[START Input data]

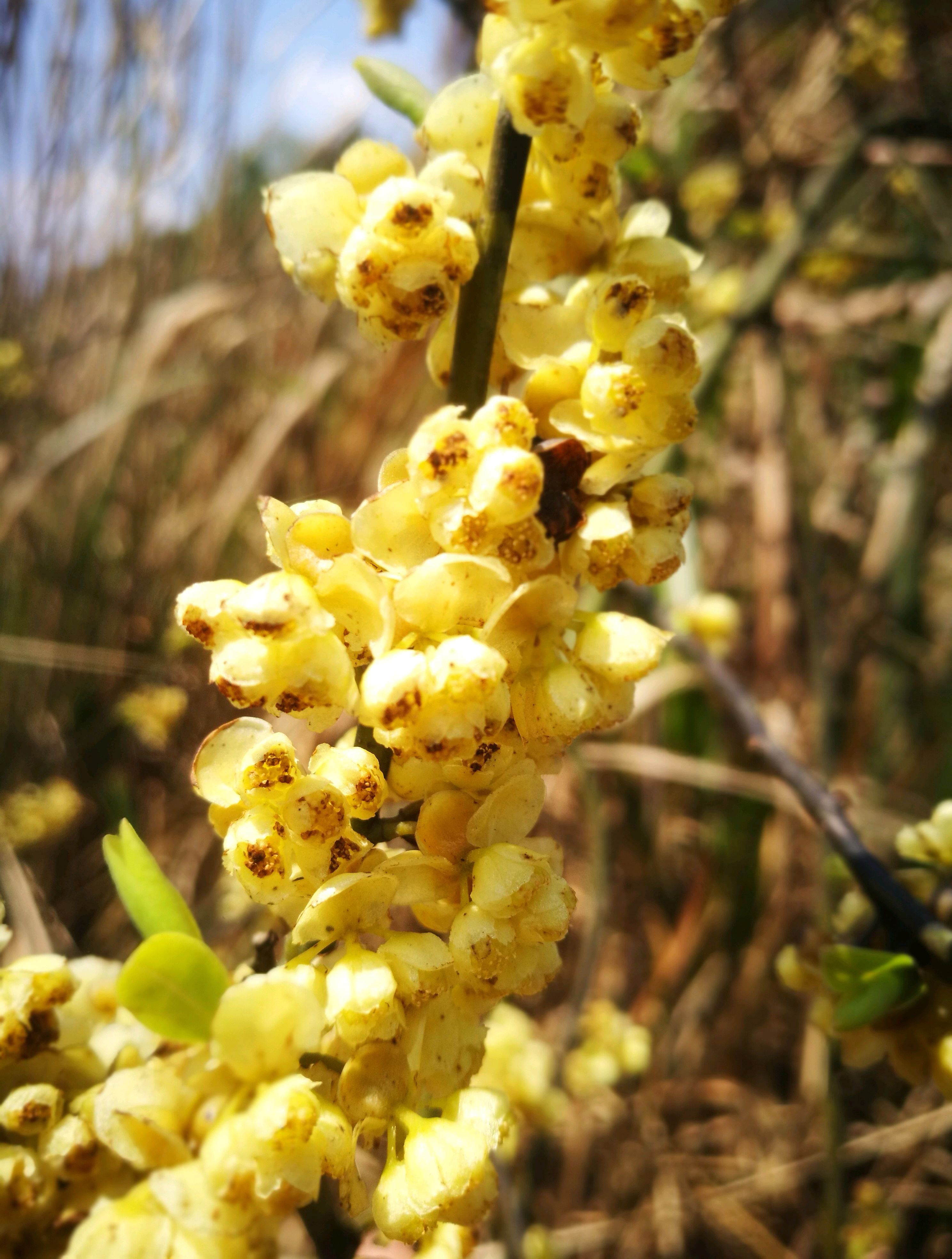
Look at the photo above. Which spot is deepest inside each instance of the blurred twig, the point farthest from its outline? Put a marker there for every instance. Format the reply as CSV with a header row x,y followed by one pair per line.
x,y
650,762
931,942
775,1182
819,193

[END Input data]
[START Input data]

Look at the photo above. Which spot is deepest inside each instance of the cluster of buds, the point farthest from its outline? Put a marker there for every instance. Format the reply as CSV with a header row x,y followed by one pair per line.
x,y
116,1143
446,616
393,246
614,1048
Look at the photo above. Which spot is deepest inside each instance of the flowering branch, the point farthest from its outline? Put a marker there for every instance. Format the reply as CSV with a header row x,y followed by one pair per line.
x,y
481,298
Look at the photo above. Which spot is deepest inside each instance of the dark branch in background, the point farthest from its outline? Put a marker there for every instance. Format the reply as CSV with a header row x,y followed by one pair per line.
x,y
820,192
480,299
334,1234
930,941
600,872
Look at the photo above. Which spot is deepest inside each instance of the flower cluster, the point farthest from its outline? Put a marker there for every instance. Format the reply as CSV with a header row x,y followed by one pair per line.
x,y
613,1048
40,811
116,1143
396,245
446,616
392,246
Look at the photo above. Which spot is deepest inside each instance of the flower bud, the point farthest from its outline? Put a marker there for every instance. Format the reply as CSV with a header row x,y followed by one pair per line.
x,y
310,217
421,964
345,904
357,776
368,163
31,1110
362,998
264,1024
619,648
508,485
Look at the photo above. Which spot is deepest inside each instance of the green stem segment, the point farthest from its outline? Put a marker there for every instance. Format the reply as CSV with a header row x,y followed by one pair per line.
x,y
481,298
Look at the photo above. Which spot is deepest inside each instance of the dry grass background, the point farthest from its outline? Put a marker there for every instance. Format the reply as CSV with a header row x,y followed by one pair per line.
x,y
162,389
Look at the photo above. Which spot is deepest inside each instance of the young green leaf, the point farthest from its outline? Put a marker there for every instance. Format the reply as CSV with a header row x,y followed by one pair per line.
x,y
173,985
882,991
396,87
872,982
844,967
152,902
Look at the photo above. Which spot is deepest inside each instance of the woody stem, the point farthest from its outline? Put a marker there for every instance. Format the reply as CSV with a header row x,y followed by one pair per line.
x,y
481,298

[END Input data]
[START Input data]

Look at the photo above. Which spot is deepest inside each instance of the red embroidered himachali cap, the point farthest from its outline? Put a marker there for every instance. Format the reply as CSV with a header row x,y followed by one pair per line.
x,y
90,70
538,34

[END Input data]

• [What is being asked]: Pick out every line of the listing above that contains the word "stem" and copy each of those lines. Case counts.

• [Final answer]:
Look at the photo above. Which spot is deepest inside each instance of the green stem segment, the point farthest from its outline? Put a marker there for every instance. Format the reply as CSV with a header row x,y followed by one pair per line.
Look at the photo above. Which spot is deepest inside each instance of the woody stem, the point farthest from its outline? Put a marker there for every instance. Format the reply as CSV with a header row x,y followed by one pair per line.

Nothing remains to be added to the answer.